Task directions: Return every record exactly as it appears. Leave nothing out.

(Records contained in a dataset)
+---+

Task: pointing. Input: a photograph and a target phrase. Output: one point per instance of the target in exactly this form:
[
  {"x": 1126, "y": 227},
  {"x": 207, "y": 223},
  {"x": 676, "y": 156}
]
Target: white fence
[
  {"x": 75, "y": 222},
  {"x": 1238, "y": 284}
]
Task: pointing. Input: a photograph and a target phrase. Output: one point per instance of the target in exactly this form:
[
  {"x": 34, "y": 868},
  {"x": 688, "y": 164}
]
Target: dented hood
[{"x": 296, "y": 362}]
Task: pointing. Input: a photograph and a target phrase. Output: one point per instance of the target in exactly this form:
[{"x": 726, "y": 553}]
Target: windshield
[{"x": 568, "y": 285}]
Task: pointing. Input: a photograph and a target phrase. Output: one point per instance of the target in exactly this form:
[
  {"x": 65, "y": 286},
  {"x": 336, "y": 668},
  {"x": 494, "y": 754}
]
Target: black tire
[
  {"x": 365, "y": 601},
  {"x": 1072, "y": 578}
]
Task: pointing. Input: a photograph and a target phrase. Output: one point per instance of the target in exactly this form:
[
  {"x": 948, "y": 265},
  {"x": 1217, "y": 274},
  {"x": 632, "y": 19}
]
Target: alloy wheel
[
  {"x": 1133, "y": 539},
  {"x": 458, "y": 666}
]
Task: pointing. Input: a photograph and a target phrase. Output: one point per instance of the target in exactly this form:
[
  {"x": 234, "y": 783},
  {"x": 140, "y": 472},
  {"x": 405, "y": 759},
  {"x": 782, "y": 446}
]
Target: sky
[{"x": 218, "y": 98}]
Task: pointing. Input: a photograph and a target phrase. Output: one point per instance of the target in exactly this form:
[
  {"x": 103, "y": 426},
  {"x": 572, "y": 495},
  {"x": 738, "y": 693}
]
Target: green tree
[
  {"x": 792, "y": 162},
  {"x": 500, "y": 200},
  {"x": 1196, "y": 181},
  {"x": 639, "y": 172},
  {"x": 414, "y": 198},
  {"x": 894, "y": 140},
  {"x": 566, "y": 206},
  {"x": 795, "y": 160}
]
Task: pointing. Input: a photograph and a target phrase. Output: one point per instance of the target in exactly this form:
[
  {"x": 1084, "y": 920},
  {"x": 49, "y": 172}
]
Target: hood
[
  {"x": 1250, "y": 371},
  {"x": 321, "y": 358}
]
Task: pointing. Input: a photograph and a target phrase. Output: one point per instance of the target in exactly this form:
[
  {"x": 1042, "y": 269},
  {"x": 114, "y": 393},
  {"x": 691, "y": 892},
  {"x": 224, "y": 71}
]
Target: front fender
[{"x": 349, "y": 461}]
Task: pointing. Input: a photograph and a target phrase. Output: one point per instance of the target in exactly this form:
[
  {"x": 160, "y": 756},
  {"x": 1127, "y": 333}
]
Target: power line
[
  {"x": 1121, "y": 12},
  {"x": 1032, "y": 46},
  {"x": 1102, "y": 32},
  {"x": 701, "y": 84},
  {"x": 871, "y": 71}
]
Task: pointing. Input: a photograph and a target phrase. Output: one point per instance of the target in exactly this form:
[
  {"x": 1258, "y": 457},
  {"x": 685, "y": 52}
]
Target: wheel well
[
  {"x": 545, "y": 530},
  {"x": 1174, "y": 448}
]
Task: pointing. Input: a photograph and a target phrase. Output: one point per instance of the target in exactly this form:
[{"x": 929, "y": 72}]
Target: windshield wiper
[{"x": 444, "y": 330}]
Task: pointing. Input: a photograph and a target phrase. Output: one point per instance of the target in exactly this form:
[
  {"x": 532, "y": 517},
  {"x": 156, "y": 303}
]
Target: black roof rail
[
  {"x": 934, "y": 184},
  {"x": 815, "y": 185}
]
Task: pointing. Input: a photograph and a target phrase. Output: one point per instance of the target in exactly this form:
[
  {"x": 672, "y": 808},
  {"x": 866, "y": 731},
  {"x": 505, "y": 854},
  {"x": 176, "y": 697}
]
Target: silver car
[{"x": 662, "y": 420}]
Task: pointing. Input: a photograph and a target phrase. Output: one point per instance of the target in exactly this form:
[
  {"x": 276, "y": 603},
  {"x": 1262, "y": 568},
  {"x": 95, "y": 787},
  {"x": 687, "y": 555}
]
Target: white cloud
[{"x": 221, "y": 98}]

+---+

Written answer:
Task: pointing. Input: a photograph and a target phrase. Output: one point per instance of the target in exactly this form:
[
  {"x": 1126, "y": 227},
  {"x": 207, "y": 223},
  {"x": 676, "y": 156}
]
Target: white fence
[
  {"x": 75, "y": 222},
  {"x": 1238, "y": 284}
]
Task: pointing. Input: a photograph and a target phrase. Output: one point per instance of the target in exactly this form:
[
  {"x": 34, "y": 868},
  {"x": 688, "y": 164}
]
Target: dented hood
[{"x": 296, "y": 362}]
Task: pointing. Input: a photograph and a target phrase. Output: one point per instance of the target in exactly this form:
[{"x": 726, "y": 553}]
Target: windshield
[{"x": 568, "y": 285}]
Task: pointing. Input: a photograph and a target phrase. Output: one point per instance of the target in exactly this form:
[
  {"x": 65, "y": 286},
  {"x": 336, "y": 668},
  {"x": 494, "y": 754}
]
Target: black tire
[
  {"x": 365, "y": 601},
  {"x": 1072, "y": 578}
]
Task: pointing. Input: a photograph and a target phrase. Output: one point per instance of the target in exactly this form:
[
  {"x": 948, "y": 265},
  {"x": 1217, "y": 274},
  {"x": 632, "y": 19}
]
Target: alloy wheel
[
  {"x": 1133, "y": 539},
  {"x": 458, "y": 666}
]
Task: pointing. Input: a photograph and a target phrase. Output: one point per instance of the target in exactly this form:
[
  {"x": 234, "y": 783},
  {"x": 140, "y": 472},
  {"x": 405, "y": 759},
  {"x": 782, "y": 446}
]
Target: sky
[{"x": 218, "y": 98}]
Task: pointing. Input: a photograph and a target phrase. Output: one point per instance of the target in exactly this form:
[
  {"x": 103, "y": 426},
  {"x": 572, "y": 495},
  {"x": 738, "y": 693}
]
Target: green tree
[
  {"x": 792, "y": 162},
  {"x": 500, "y": 200},
  {"x": 1196, "y": 181},
  {"x": 639, "y": 172},
  {"x": 414, "y": 198},
  {"x": 894, "y": 140},
  {"x": 566, "y": 206},
  {"x": 795, "y": 160}
]
Task: pointing. Input: a photograph and a target phrase. Output: one point per instance of the target in exactly this form:
[
  {"x": 1084, "y": 920},
  {"x": 49, "y": 172}
]
Target: hood
[
  {"x": 1250, "y": 371},
  {"x": 321, "y": 358}
]
Task: pointing. Input: a photograph and a target phrase. Output: one point per instance of the target in exactly this form:
[
  {"x": 1042, "y": 269},
  {"x": 114, "y": 393},
  {"x": 691, "y": 892},
  {"x": 224, "y": 71}
]
Target: front fender
[{"x": 349, "y": 461}]
Task: pointing. Input: a photograph and a target phrase. Output: one point per instance of the target in exactly this form:
[
  {"x": 160, "y": 756},
  {"x": 1127, "y": 333}
]
Target: power line
[
  {"x": 1121, "y": 12},
  {"x": 1032, "y": 46},
  {"x": 1102, "y": 32},
  {"x": 701, "y": 84},
  {"x": 871, "y": 71}
]
Task: pointing. Input: a photograph and a target phrase. Output: one point per instance of the target in exactly this form:
[
  {"x": 1258, "y": 457},
  {"x": 685, "y": 52}
]
Target: wheel well
[
  {"x": 545, "y": 530},
  {"x": 1174, "y": 448}
]
Task: pointing. Input: a photograph and a target phrase. Output: one point per instance of the target in exactly this form:
[{"x": 929, "y": 72}]
Target: windshield wiper
[{"x": 444, "y": 330}]
Task: pointing. Input: a photograph and a target phrase. Output: one point per instance of the target in exactly this form:
[
  {"x": 532, "y": 517},
  {"x": 156, "y": 303}
]
Target: black roof rail
[
  {"x": 934, "y": 184},
  {"x": 815, "y": 185}
]
Task: pointing. Input: a photograph and a target phrase. Output: one point per instance of the target in exactly this form:
[
  {"x": 672, "y": 808},
  {"x": 866, "y": 731},
  {"x": 505, "y": 854},
  {"x": 176, "y": 697}
]
Target: silver car
[{"x": 662, "y": 420}]
Task: pointing. Input: a photograph and a target phrase. Output: one point per instance of the target in exactly this form:
[
  {"x": 276, "y": 603},
  {"x": 1262, "y": 568},
  {"x": 95, "y": 787},
  {"x": 687, "y": 555}
]
Target: white cloud
[{"x": 221, "y": 98}]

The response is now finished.